# Page text
- Opening Delimiter -

The Casey review: replacing one form of intolerance with another

Dec 15, 2016 by

Barnabas Fund Editorial.

Last week saw the publication of Dame Louise Casey’s review into integration and community cohesion in the UK. Her 199-page report, commissioned by David Cameron when he was prime minister, has been widely praised. However, that praise has focused on her diagnosis of the problems, rather than her recommendations.

The report’s diagnosis in many respects, though not all, mirrors what Barnabas Fund has been saying – and often been criticised for saying – for more than 20 years. In this regard it reflects at least a partial sea change from the political culture which claimed that all religions and cultures are equally valid and refused to look at them critically. However, that sea change raises the very real question of: What measure do we judge cultural and religious practices against?

- Closing Delimiter -

# To do
1: In two sentences, what does the article on the Casey review say?
2: Which people and organizations does the article on the Casey review name?
3: Carry on the article on the Casey review, picking up after its final sentence.
The listing that follows is separate material and unrelated to the article on the Casey review.

# Given entries

- Opening Delimiter -

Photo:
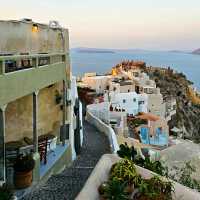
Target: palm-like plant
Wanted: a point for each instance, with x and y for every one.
(116, 191)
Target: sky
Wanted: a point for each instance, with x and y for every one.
(122, 24)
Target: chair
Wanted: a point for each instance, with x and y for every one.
(42, 148)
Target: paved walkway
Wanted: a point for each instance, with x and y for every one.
(67, 185)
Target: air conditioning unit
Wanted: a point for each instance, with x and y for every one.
(54, 24)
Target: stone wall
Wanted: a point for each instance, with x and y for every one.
(19, 115)
(19, 37)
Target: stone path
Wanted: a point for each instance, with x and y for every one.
(67, 185)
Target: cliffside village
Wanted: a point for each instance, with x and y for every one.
(132, 104)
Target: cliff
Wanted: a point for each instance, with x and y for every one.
(176, 85)
(197, 51)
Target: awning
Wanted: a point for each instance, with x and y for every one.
(148, 116)
(176, 130)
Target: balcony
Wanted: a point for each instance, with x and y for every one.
(21, 75)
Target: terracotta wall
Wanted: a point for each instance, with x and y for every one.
(19, 115)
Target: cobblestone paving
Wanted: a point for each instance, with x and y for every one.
(67, 185)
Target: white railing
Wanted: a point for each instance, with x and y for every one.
(104, 128)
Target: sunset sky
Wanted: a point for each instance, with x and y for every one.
(145, 24)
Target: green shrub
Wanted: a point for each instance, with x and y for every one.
(115, 190)
(6, 192)
(125, 171)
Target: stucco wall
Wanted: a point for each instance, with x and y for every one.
(156, 105)
(101, 172)
(104, 128)
(19, 115)
(127, 88)
(18, 37)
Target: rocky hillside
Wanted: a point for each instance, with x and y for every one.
(188, 108)
(197, 51)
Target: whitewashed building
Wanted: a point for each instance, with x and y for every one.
(130, 102)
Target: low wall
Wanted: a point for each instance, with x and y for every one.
(101, 172)
(104, 128)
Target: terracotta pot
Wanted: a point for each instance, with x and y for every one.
(161, 197)
(23, 179)
(130, 189)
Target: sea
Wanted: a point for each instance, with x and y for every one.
(189, 64)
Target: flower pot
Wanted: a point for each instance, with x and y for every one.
(129, 189)
(23, 179)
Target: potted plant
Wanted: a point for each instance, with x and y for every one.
(155, 189)
(6, 193)
(125, 172)
(114, 190)
(23, 169)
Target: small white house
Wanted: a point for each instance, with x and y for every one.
(97, 83)
(131, 102)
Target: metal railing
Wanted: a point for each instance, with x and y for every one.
(13, 63)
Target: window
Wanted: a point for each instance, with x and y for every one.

- Closing Delimiter -

# Results by task
1: Dame Louise Casey's 199-page review of integration and community cohesion in the UK, commissioned by David Cameron when he was prime minister, has been widely praised for its diagnosis of the problems rather than for its recommendations. That diagnosis partly mirrors what Barnabas Fund has been saying for more than 20 years and reflects a partial sea change from a political culture that treated all religions and cultures as equally valid, which raises the question of what measure cultural and religious practices should be judged against.

2:
- Dame Louise Casey
- David Cameron
- Barnabas Fund

3:
It is in that area that the Casey review falls down – and falls down badly. In fact, we have very real concerns that some of the solutions Casey proposes risk being almost as intolerant as some of the problems she seeks to address. They may also undermine some of the UK’s historic freedoms, such as freedom of religion, which have developed over many centuries and spread across the world. Our concerns are:

  1. The review attempts to redefine “British values” to exclude freedom of religion.
  2. There is a prejudicial attitude to religion evident in the review.
  3. The language used about Christians and Muslims holding socially conservative views is highly prejudiced, including terms such as “less progressive” or even “regressive”.
  4. There is a particularly prejudiced attitude to Christians.
  5. The review seeks to redefine “extremism” to include religious views “at odds with the views of mainstream society”. This is both alarming and intolerant.
  6. The review equates holding “conservative” religious views – whether Christian or Islamic – with “extremism”.
  7. The review shows almost no understanding of either the nature of freedom of religion, its historical development in the UK or its central importance to the UK’s historic national values.
  8. The review recommends the imposition of a new set of required beliefs both for those holding public office and for wider society. These beliefs are partisan because they are socially liberal values.
  9. The review implicitly seeks to impose government backed definitions of what modern (or “British”) Islam or Christianity are.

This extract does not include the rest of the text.